> **HOW TO COMPLETE THIS TASK**
Please return the passage on intercessory prayer in full, word for word.

> **PROVIDED PASSAGE**

“The first thing I want you to do is pray. Pray every way you know how, for everyone you know.”
1 Timothy 2:1 MSG
“I’ll pray for ya!”
That’s what we promise.
But do we really remember? When life crowds in, do we keep our promise to pray for surgeries, doctor’s appointments, marriages, infertility, job interviews, ministry events, concerns about children, or direction….not for ourselves, but for others?
Because truth be told, so often we’re selfish, attending to our own needs and forgetting the needs of others.
Or maybe we’re distracted. Far too busy. Simply forgetful.
We need, though, not just to say we’re going to pray, but to truly bow down at the throne of God and lift up our friends, family, and church members, interceding on their behalf.
Oswald Chambers wrote:
“Your part in intercessory prayer is not to agonize over how to intercede, but to use everyday circumstances and people God puts around you by His providence to bring them before His throne and to allow the Spirit in you the opportunity to intercede for them. In this way, God is going to touch the whole world with His saints.“
God does not appoint one person in a group to pray for everyone else or call one person to intercessory prayer and give everyone else a “Get Out of Prayer” card.

> **DATA LISTING**
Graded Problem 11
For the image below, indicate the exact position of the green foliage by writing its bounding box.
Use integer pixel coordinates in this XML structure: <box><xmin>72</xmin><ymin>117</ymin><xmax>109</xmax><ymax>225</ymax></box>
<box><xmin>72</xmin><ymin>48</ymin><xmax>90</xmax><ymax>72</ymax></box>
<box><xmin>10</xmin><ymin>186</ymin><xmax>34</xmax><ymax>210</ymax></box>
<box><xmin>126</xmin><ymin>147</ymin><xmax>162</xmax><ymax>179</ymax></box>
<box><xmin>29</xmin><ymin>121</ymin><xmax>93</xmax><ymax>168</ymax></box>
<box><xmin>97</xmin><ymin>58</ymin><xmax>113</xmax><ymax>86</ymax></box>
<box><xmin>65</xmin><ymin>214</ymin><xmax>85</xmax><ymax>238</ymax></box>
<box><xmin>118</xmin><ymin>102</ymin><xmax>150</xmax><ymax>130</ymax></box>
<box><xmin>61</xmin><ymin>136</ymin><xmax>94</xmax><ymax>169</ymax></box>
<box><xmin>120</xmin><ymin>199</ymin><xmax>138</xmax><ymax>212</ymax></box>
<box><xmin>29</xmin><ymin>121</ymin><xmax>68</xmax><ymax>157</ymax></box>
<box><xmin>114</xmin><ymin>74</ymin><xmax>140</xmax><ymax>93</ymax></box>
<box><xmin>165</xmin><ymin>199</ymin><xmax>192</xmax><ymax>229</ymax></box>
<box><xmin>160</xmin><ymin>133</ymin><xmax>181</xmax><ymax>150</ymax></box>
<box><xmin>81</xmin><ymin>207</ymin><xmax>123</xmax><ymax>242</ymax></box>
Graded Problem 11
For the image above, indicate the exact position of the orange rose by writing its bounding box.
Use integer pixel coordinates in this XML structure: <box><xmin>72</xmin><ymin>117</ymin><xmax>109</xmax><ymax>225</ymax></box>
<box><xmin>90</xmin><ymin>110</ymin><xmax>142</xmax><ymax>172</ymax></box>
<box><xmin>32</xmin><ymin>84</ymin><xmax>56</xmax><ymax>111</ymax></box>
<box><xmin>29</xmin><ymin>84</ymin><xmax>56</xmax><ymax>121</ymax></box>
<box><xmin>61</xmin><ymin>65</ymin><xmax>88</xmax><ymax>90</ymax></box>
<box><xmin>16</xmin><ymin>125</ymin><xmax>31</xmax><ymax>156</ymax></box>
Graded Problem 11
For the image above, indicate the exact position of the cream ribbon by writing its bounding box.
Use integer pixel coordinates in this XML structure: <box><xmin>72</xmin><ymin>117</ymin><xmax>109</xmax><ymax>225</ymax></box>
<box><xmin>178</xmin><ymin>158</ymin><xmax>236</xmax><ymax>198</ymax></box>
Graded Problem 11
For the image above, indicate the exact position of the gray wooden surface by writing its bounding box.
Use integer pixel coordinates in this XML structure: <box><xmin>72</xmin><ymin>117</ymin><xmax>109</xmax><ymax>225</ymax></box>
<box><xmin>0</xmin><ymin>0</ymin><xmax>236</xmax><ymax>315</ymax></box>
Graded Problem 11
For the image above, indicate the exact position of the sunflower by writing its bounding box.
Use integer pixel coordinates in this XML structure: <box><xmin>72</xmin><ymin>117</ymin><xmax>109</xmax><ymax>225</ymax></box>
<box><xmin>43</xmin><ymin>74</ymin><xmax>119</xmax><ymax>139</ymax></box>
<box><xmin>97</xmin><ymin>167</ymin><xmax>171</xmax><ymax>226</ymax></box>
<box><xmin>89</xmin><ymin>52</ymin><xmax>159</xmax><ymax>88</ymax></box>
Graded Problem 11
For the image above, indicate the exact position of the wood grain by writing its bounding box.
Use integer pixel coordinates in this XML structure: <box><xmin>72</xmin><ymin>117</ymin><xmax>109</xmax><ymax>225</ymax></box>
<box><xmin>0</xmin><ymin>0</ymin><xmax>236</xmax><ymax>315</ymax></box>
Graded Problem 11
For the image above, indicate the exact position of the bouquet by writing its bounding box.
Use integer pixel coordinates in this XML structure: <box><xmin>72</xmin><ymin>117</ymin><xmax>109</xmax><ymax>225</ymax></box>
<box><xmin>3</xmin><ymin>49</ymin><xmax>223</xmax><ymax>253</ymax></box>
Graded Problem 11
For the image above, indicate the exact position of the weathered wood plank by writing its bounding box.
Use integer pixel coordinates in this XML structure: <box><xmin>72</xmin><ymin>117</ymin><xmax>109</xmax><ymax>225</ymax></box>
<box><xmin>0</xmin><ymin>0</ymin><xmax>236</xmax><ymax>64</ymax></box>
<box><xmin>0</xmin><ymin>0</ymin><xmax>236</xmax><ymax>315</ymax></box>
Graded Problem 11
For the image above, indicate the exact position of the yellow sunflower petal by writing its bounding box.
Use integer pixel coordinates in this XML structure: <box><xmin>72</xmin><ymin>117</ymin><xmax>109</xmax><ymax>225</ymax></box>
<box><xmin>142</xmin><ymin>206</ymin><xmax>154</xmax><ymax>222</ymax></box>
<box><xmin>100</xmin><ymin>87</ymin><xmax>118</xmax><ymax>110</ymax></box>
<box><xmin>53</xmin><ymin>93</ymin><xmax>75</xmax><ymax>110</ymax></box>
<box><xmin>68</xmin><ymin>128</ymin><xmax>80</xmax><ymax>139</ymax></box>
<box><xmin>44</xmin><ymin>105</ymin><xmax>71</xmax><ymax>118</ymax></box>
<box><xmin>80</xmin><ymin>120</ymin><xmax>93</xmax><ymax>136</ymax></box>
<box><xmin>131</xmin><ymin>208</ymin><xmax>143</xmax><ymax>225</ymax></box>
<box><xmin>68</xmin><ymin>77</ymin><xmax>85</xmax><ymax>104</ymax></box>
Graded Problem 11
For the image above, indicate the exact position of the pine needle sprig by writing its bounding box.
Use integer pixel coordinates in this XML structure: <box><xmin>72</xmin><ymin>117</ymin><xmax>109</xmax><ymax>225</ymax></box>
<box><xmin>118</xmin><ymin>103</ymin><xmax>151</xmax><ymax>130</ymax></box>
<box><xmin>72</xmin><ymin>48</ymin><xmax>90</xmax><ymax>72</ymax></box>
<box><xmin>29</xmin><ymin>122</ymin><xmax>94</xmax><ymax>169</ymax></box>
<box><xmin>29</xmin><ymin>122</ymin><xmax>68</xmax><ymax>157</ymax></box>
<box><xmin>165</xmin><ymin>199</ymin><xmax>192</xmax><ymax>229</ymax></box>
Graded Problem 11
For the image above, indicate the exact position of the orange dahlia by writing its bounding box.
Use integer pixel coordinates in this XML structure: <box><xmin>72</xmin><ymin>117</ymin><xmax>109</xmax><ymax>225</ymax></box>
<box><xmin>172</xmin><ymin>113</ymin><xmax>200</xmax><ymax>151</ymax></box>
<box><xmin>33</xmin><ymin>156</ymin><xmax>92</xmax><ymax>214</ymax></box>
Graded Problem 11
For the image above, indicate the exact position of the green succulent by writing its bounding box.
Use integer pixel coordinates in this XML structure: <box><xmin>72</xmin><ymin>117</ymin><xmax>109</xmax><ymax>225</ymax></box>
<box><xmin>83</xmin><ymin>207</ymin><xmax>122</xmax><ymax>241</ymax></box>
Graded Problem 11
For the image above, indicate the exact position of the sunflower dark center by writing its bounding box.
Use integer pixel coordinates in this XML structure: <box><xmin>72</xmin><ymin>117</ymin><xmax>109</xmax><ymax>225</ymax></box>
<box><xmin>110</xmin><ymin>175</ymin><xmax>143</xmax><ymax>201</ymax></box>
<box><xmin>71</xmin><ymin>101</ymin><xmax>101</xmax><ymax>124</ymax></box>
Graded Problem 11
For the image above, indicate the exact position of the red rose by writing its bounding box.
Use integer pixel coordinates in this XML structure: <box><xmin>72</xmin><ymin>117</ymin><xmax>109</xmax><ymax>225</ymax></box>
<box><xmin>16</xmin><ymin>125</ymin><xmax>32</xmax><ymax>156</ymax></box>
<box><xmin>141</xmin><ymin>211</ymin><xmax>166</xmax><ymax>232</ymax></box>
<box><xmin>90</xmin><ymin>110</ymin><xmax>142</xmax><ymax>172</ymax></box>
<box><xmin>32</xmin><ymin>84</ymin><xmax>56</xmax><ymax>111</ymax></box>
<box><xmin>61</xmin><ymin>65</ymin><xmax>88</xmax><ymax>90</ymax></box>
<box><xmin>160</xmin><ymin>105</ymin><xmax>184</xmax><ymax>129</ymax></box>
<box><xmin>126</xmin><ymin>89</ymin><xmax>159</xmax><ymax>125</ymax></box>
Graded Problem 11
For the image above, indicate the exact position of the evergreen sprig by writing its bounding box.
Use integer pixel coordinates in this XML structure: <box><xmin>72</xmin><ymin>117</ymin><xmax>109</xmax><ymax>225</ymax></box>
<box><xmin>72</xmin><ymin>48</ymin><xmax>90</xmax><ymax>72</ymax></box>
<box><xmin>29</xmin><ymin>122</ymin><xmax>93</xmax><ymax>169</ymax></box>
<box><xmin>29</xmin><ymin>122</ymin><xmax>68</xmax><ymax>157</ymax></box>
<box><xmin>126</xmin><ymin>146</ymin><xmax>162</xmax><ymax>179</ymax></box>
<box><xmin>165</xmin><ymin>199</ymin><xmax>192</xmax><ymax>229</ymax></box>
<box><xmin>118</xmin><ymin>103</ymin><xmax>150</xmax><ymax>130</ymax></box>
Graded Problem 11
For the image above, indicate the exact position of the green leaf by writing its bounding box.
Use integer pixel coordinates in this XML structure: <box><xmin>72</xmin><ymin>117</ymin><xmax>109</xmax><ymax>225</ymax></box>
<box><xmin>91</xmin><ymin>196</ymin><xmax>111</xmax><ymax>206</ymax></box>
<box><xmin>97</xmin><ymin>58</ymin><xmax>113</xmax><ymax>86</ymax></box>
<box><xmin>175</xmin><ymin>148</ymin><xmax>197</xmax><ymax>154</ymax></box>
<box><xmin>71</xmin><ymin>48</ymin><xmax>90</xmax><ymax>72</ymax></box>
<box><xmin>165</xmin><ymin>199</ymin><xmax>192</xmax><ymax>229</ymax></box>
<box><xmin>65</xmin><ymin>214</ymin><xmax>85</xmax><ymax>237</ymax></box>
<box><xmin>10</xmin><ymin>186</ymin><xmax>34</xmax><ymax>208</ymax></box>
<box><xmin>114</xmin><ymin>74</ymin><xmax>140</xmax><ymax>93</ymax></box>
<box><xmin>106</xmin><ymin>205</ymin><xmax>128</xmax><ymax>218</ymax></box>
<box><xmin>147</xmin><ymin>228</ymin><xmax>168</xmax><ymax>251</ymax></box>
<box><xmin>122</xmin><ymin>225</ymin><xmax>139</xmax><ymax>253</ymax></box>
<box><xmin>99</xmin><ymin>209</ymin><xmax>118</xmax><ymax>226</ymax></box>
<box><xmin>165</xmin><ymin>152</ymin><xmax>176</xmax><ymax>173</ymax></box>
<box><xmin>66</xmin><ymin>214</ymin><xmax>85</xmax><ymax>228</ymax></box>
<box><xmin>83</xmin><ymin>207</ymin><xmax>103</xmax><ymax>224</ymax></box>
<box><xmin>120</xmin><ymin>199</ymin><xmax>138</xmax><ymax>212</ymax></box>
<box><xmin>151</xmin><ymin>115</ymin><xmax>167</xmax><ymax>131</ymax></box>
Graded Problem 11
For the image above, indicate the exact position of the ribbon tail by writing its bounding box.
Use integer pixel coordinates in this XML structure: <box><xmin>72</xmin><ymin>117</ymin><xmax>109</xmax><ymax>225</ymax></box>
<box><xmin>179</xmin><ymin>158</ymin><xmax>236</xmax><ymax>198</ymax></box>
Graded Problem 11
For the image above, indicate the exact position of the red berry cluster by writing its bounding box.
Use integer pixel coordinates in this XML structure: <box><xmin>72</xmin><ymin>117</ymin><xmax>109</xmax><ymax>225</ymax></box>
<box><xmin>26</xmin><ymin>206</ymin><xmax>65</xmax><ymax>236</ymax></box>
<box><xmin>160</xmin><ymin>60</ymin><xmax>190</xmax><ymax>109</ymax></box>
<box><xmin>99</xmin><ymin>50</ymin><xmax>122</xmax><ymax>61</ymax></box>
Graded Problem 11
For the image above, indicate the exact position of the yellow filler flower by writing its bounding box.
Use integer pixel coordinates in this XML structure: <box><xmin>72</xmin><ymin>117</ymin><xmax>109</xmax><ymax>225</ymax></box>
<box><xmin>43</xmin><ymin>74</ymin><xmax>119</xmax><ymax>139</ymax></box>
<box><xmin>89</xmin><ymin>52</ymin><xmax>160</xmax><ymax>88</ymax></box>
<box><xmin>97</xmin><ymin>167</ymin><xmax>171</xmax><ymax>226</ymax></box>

> **WRITTEN RESPONSE**
“The first thing I want you to do is pray. Pray every way you know how, for everyone you know.”
1 Timothy 2:1 MSG
“I’ll pray for ya!”
That’s what we promise.
But do we really remember? When life crowds in, do we keep our promise to pray for surgeries, doctor’s appointments, marriages, infertility, job interviews, ministry events, concerns about children, or direction….not for ourselves, but for others?
Because truth be told, so often we’re selfish, attending to our own needs and forgetting the needs of others.
Or maybe we’re distracted. Far too busy. Simply forgetful.
We need, though, not just to say we’re going to pray, but to truly bow down at the throne of God and lift up our friends, family, and church members, interceding on their behalf.
Oswald Chambers wrote:
“Your part in intercessory prayer is not to agonize over how to intercede, but to use everyday circumstances and people God puts around you by His providence to bring them before His throne and to allow the Spirit in you the opportunity to intercede for them. In this way, God is going to touch the whole world with His saints.“
God does not appoint one person in a group to pray for everyone else or call one person to intercessory prayer and give everyone else a “Get Out of Prayer” card.